======== Text provided ========
# ECNL South Carolina



## Dubs (Dec 3, 2018)

Anybody head out there for this event?  There are no results posted.  Did weather cancel this thing?


----------



## Soccer43 (Dec 4, 2018)

Yes at least one day was canceled, maybe more due to weather


----------



## doubled (Dec 4, 2018)

I will never understand why anyone from SoCal flies to the east coast to play.  Over the past several years pretty much every major showcase event no matter if it's DA, ECNL, etc have had at least one day cancelled.  Spending that kind of cheddar (no mind days missed from school) when we have so many opportunities within our area makes me wonder.  Do your research and figure out which event(s) here in SoCal have the school(s) you're looking for in attendance.  Or better yet, many out of state schools run ID camps at locations in SoCal one or more times each year....attend those that make sense for your player.


----------



## Dubs (Dec 4, 2018)

doubled said:


> I will never understand why anyone from SoCal flies to the east coast to play.  Over the past several years pretty much every major showcase event no matter if it's DA, ECNL, etc have had at least one day cancelled.  Spending that kind of cheddar (no mind days missed from school) when we have so many opportunities within our area makes me wonder.  Do your research and figure out which event(s) here in SoCal have the school(s) you're looking for in attendance.  Or better yet, many out of state schools run ID camps at locations in SoCal one or more times each year....attend those that make sense for your player.


Also any event held at Reach 11 in Phoenix is top notch, as long as it's held during a time when the heat is not over the top.   It's close enough in our region and not out of control cost wise to travel there.


----------



## Keepers_Keeper (Dec 5, 2018)

doubled said:


> *I will never understand why anyone from SoCal flies to the east coast to play.  *Over the past several years pretty much every major showcase event no matter if it's DA, ECNL, etc have had at least one day cancelled.  Spending that kind of cheddar (no mind days missed from school) when we have so many opportunities within our area makes me wonder.  Do your research and figure out which event(s) here in SoCal have the school(s) you're looking for in attendance.  Or better yet, many out of state schools run ID camps at locations in SoCal one or more times each year....attend those that make sense for your player.
======== Supplied records ========
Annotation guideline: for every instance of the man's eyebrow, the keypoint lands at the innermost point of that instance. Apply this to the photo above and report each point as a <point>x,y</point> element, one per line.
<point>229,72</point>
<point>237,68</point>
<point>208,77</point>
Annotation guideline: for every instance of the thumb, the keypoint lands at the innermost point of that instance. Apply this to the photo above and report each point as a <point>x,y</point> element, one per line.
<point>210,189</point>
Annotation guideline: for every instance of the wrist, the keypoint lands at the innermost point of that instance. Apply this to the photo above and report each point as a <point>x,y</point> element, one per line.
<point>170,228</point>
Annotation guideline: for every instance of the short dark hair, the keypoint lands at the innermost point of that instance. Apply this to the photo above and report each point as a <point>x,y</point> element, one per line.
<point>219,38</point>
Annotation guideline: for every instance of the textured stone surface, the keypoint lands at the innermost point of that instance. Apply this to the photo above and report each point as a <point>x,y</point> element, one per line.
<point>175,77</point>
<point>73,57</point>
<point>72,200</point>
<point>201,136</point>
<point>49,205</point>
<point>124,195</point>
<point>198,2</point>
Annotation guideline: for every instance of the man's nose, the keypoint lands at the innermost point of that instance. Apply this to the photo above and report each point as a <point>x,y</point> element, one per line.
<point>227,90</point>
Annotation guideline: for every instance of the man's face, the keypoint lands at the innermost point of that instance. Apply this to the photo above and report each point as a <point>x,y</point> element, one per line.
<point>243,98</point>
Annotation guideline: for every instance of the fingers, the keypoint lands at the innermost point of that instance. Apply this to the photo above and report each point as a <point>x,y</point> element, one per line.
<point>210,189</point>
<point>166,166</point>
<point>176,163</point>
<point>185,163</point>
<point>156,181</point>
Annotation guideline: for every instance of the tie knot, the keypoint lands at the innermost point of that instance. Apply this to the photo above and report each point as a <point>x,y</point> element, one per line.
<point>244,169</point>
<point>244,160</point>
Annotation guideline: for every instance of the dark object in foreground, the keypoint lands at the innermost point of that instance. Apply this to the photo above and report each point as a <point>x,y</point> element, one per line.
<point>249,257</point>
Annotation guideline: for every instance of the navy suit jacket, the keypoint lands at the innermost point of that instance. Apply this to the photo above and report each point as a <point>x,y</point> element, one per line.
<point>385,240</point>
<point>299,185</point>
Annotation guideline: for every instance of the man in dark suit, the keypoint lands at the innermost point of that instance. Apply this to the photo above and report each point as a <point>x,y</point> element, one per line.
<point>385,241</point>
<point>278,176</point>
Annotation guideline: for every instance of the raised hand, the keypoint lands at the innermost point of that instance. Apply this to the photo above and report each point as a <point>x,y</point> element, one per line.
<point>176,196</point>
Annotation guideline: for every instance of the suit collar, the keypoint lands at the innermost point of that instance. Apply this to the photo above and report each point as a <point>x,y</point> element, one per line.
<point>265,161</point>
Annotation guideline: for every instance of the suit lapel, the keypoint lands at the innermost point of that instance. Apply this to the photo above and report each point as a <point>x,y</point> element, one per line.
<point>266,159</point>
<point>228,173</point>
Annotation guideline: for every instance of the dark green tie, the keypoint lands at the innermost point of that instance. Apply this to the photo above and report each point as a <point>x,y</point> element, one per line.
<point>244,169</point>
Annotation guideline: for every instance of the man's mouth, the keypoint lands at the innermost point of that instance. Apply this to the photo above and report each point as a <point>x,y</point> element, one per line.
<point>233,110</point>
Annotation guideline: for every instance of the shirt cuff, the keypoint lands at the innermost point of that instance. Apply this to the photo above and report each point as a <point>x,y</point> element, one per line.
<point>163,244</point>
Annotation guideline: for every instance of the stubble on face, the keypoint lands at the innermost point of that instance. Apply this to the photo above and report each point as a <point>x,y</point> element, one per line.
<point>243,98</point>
========
======== Supplied records ========
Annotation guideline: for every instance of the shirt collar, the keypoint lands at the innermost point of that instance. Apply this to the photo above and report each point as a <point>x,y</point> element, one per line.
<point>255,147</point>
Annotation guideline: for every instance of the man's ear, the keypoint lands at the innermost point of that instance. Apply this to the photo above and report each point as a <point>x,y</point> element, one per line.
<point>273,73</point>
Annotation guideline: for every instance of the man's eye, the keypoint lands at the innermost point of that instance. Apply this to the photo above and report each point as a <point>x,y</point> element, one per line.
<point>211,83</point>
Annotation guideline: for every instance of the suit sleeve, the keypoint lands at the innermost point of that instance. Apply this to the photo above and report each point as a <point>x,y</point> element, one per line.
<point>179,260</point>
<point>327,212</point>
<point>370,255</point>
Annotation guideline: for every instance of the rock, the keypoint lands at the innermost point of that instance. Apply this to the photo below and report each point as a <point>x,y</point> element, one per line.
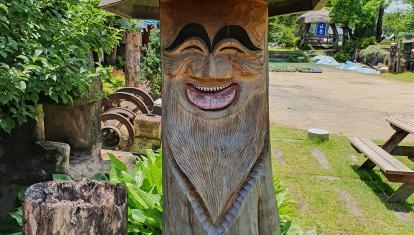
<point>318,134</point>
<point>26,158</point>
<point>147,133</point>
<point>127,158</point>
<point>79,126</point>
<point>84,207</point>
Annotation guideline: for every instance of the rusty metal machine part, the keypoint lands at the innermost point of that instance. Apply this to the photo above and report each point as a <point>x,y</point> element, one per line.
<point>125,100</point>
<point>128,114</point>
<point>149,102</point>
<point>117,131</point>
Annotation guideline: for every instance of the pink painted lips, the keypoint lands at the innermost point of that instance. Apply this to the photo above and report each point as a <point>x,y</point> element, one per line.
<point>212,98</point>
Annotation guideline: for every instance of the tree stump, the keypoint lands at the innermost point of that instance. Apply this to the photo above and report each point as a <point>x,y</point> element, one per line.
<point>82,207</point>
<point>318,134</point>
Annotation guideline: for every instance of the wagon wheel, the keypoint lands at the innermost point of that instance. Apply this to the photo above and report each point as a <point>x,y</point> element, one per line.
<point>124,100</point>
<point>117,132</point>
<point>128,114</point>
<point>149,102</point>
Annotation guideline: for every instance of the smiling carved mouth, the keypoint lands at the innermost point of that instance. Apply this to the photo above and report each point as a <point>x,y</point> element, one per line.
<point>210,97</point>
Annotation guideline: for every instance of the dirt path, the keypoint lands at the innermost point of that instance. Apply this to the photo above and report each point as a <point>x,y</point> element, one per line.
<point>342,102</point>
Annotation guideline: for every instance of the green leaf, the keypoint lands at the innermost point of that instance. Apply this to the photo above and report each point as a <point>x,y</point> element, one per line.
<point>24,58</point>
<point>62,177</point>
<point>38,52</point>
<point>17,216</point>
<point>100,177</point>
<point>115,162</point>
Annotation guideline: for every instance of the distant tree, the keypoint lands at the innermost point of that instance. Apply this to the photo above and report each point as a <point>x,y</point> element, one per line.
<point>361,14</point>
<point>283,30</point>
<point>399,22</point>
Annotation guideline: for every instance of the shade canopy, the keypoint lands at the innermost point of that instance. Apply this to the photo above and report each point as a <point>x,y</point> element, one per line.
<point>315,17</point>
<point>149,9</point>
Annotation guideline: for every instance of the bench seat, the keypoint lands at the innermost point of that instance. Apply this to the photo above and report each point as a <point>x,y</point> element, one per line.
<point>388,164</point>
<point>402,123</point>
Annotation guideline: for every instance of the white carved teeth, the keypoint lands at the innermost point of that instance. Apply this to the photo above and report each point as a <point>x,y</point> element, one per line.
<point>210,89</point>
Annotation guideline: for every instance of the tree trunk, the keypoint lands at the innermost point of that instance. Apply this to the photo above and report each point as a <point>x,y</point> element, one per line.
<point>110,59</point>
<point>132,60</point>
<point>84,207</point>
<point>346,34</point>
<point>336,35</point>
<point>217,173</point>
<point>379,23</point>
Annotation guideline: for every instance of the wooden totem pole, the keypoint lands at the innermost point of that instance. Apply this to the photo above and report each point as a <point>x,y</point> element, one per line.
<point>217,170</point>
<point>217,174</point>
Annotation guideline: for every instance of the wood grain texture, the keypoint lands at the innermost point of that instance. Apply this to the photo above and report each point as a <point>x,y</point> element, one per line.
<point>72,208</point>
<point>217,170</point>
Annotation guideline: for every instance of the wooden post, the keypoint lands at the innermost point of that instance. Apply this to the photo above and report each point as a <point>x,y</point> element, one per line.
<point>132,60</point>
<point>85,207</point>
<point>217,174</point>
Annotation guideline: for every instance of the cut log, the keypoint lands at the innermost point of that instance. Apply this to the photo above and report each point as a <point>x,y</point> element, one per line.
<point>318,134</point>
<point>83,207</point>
========
Exercises.
1. List every username that appears as the author of a post in the ECNL South Carolina thread, giving each name once.
2. From the ECNL South Carolina thread, extract the stretch from "## doubled (Dec" through "Dubs (Dec 4, 2018)".

The solutions.
1. Dubs, Soccer43, doubled, Keepers_Keeper

2.
## doubled (Dec 4, 2018)

I will never understand why anyone from SoCal flies to the east coast to play.  Over the past several years pretty much every major showcase event no matter if it's DA, ECNL, etc have had at least one day cancelled.  Spending that kind of cheddar (no mind days missed from school) when we have so many opportunities within our area makes me wonder.  Do your research and figure out which event(s) here in SoCal have the school(s) you're looking for in attendance.  Or better yet, many out of state schools run ID camps at locations in SoCal one or more times each year....attend those that make sense for your player.


----------



## Dubs (Dec 4, 2018)